Supplied records:

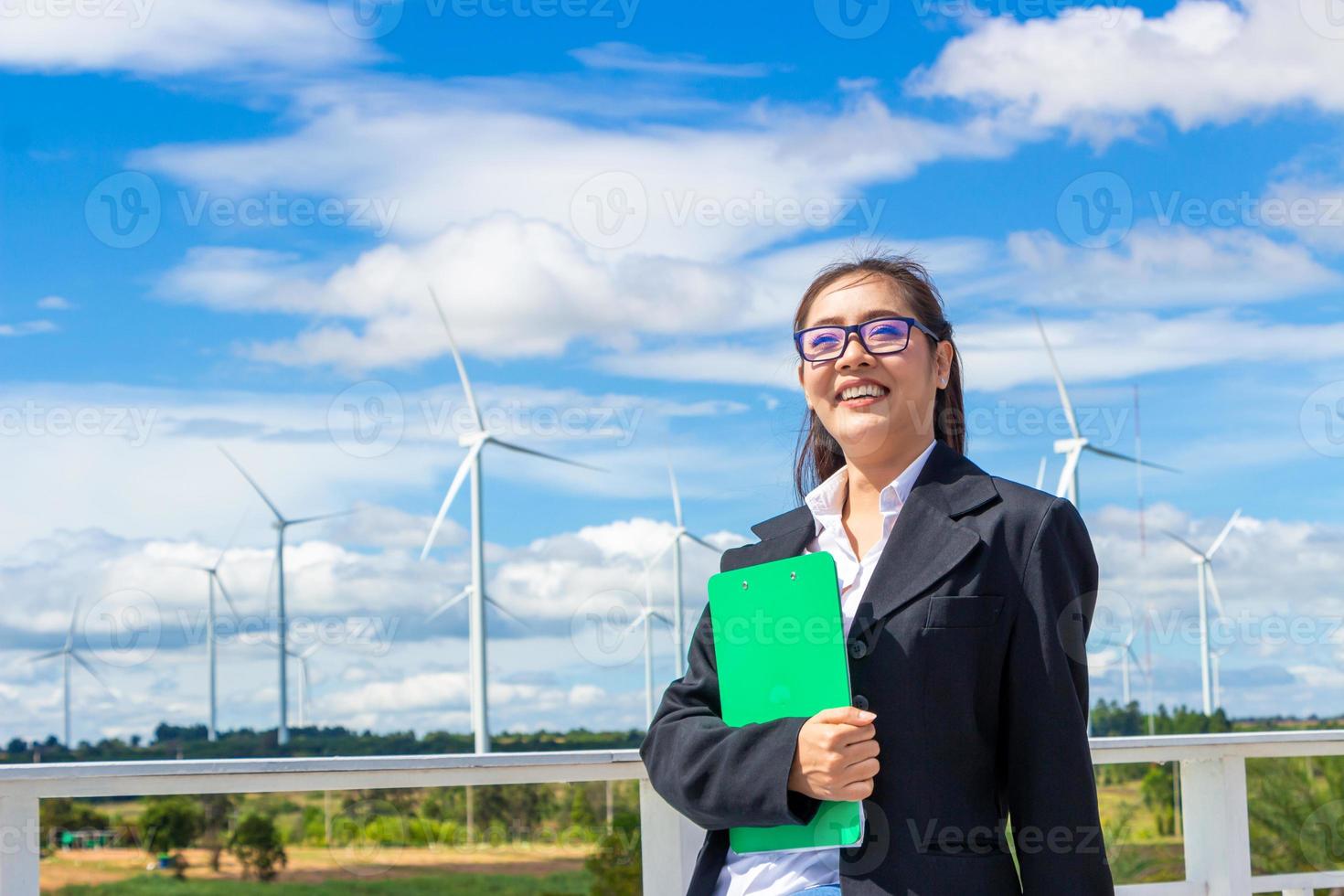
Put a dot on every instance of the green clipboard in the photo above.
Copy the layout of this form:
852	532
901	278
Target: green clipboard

What you need to do: Update the data above by changing every "green clipboard" to "blue folder" and keeping everything else as it is. Leave the pictures out.

Expected answer:
Put a dot on every instance of the blue folder in the photo above.
Copy the layout of this form:
852	532
901	278
Target: blue folder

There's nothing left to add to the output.